== DATA FOR THIS TASK ==
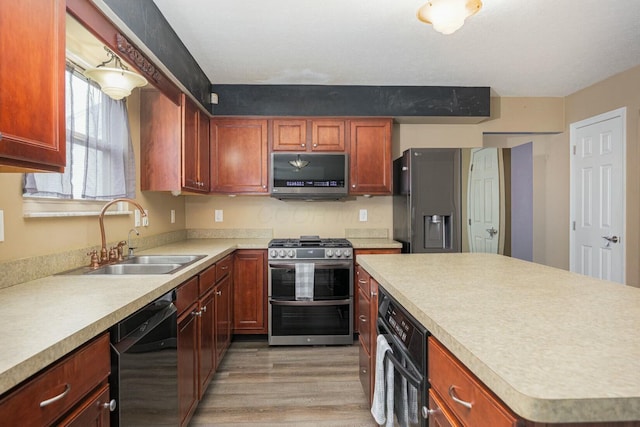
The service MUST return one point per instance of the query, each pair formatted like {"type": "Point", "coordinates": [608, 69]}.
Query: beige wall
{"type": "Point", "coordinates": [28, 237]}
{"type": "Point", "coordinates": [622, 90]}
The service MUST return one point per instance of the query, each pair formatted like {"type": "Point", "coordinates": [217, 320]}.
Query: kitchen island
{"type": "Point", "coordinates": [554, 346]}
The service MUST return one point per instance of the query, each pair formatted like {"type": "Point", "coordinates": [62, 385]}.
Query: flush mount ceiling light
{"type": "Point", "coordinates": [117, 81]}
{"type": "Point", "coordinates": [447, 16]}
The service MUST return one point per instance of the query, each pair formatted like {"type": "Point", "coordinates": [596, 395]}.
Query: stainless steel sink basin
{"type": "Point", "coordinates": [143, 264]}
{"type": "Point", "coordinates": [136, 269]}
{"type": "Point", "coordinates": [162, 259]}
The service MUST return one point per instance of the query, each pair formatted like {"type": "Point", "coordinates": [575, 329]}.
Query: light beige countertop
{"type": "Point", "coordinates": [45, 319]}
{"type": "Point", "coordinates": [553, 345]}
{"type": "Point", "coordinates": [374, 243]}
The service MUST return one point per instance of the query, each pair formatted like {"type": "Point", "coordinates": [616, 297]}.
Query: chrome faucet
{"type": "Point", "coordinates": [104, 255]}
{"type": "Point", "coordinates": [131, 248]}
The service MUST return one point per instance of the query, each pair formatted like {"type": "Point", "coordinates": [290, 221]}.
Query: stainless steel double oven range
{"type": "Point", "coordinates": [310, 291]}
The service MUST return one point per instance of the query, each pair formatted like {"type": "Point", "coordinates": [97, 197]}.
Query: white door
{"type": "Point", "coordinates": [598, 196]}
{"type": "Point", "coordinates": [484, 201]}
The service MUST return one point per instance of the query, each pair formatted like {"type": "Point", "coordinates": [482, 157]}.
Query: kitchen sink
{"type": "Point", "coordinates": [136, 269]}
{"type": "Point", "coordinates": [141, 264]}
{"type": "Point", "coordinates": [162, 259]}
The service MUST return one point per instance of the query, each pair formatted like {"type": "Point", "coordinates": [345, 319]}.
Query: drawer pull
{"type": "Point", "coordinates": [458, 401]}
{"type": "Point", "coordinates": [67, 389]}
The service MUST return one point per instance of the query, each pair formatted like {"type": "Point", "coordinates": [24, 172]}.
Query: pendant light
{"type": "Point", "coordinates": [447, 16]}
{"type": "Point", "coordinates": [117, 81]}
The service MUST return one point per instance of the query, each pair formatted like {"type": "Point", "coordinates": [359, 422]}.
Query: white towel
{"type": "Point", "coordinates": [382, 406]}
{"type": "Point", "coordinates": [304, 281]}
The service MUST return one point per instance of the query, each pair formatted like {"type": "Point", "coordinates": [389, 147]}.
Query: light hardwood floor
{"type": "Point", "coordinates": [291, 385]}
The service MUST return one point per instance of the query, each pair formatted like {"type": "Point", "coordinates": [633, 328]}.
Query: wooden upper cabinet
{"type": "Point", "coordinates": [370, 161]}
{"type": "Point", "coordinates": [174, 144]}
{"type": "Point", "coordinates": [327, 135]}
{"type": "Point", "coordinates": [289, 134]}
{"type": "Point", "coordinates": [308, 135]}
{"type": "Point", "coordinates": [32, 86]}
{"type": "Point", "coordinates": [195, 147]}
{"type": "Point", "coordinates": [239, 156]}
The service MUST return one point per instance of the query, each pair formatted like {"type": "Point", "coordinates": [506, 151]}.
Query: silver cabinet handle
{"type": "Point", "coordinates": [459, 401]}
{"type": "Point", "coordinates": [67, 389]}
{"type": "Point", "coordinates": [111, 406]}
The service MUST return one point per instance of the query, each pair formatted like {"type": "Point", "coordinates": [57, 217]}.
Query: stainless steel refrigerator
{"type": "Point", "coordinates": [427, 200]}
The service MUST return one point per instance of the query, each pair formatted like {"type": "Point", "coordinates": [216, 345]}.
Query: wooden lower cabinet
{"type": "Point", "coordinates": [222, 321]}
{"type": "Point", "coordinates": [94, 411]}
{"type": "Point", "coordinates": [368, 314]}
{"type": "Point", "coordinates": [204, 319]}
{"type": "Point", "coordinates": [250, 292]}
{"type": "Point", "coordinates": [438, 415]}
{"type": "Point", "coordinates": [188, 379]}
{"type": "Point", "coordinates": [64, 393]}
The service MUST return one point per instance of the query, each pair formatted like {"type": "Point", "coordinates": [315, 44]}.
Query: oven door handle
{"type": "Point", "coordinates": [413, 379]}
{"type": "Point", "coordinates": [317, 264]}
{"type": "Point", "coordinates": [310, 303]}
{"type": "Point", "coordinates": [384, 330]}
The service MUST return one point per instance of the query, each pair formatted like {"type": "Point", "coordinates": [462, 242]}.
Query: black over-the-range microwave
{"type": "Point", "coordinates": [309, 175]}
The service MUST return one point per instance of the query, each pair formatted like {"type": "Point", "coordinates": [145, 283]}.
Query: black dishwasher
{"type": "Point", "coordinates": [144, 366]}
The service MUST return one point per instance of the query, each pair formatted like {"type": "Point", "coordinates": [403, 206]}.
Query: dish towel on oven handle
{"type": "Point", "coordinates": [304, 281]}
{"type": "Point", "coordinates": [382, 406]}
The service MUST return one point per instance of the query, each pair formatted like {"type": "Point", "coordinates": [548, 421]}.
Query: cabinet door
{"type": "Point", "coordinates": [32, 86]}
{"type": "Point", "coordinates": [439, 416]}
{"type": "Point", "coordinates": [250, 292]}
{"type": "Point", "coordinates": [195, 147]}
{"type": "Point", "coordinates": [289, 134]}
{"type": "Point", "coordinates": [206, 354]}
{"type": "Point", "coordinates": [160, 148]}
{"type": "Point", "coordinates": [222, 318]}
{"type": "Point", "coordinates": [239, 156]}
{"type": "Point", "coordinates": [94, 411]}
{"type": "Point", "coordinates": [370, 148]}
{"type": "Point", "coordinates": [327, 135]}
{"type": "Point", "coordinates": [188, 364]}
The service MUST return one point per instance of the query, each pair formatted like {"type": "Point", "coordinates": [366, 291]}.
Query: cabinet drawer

== WORK REQUIRED ==
Select every line in the records above that contains the word "door".

== ANSWER ==
Query: white door
Query: oven door handle
Query: cabinet door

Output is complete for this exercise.